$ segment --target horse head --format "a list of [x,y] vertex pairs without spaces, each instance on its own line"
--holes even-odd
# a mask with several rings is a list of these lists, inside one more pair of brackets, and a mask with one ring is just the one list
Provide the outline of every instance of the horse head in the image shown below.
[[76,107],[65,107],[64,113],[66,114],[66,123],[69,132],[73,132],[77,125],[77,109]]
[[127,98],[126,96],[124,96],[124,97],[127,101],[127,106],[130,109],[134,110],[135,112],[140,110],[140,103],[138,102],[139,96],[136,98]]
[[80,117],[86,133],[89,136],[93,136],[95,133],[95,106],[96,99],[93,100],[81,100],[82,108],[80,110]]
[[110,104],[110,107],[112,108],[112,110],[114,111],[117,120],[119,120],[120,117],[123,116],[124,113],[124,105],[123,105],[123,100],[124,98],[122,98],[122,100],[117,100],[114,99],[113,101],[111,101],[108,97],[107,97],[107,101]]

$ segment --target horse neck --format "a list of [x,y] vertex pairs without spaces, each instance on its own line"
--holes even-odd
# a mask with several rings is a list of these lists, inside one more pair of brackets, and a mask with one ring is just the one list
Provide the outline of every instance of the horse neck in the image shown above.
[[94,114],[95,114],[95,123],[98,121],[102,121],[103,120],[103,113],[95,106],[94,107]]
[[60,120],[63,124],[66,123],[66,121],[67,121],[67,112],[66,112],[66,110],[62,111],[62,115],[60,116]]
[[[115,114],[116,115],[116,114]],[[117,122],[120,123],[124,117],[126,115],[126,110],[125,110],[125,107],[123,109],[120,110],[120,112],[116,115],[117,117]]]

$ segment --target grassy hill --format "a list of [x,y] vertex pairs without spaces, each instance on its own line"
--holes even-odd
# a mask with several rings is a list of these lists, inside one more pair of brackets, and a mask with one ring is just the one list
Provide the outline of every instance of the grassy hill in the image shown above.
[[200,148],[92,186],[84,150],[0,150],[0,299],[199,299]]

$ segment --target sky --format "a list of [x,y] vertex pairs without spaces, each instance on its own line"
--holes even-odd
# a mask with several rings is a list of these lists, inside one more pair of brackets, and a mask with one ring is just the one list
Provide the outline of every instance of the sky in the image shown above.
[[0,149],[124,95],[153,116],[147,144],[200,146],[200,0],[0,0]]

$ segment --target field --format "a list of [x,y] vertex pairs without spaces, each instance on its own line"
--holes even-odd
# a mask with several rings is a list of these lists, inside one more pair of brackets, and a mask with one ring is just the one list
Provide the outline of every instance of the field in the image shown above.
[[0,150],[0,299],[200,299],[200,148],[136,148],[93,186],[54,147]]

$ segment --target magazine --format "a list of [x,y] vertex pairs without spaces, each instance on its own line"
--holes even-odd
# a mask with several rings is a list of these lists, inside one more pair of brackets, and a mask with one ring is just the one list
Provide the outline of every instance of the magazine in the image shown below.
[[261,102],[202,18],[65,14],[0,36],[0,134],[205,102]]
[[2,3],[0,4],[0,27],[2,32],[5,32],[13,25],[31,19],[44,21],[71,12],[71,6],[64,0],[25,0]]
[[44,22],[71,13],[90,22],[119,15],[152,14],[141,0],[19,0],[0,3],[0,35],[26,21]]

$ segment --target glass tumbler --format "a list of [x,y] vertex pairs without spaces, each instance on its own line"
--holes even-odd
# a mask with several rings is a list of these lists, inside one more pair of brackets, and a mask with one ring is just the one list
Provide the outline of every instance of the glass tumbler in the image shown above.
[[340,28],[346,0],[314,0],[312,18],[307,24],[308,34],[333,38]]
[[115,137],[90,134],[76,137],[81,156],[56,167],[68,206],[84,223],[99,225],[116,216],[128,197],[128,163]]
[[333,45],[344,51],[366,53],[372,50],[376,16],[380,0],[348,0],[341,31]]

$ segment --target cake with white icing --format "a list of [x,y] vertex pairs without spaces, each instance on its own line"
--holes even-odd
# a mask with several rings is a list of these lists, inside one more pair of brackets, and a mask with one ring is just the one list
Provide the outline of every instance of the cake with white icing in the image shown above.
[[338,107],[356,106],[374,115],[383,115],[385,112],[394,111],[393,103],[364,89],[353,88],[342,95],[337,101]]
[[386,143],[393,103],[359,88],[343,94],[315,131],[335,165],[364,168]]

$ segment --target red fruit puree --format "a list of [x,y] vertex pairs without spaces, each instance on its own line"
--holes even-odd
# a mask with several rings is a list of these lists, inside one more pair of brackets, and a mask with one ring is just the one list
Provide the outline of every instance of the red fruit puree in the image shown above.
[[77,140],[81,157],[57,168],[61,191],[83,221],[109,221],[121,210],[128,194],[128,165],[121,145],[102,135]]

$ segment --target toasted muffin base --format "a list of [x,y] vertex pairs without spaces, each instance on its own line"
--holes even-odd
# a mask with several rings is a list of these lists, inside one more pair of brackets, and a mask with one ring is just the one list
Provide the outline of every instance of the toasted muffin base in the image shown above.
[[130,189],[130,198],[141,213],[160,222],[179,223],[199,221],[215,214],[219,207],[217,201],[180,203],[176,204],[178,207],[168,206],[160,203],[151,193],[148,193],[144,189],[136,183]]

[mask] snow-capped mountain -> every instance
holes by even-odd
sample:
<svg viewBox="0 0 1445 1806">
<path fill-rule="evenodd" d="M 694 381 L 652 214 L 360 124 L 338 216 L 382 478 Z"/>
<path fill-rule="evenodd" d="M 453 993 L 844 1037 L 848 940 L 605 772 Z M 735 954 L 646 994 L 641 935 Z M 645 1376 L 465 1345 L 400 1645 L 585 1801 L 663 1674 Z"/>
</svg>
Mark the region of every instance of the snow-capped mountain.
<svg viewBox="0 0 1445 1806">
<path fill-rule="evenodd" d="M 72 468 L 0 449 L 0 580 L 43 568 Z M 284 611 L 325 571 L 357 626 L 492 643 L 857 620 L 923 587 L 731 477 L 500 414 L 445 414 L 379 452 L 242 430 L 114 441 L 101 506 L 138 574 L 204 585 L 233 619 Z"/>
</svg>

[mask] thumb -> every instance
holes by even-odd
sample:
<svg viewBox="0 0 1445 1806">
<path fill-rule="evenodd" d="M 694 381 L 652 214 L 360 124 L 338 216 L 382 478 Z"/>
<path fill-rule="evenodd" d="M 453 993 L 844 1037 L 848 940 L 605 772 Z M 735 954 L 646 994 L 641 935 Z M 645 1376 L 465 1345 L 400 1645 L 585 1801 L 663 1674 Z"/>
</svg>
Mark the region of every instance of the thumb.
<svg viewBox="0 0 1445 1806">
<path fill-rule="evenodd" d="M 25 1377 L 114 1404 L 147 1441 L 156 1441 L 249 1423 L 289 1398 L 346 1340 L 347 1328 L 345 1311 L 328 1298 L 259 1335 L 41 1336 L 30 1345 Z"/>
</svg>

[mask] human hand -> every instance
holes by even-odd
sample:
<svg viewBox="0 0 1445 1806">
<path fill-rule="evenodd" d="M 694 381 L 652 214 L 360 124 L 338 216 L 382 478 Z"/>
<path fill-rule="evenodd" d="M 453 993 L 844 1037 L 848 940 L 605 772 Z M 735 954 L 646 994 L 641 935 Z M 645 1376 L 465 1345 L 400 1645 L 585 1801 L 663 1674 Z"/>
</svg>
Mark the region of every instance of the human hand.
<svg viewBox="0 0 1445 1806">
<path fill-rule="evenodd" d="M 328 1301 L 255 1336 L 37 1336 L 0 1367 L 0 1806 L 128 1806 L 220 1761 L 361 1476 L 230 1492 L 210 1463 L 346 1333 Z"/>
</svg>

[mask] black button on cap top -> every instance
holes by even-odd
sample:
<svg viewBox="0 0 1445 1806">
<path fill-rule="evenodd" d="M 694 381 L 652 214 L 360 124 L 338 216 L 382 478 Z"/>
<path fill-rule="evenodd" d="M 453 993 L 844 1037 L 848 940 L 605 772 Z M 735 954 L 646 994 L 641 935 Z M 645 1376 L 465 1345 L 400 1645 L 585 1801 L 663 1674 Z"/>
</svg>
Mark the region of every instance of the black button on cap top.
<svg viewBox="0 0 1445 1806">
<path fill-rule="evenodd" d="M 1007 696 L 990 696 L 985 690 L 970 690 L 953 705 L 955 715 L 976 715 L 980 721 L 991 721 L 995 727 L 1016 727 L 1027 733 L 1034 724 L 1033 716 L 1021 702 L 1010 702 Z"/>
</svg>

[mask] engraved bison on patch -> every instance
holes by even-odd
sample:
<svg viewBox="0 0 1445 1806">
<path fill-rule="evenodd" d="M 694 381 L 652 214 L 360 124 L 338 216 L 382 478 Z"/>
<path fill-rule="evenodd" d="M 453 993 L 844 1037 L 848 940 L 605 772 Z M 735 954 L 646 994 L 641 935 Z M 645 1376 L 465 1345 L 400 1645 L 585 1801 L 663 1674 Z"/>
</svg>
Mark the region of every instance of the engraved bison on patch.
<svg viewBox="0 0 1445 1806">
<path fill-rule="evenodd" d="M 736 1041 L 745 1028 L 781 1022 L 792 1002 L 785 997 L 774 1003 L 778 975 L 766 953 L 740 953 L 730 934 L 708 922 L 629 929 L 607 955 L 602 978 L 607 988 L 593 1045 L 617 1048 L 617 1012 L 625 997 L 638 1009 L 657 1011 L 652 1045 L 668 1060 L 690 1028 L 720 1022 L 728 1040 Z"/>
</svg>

## Problem details
Using the listing above, work out how many of its lines include "each", and give only the result.

## Output for this task
10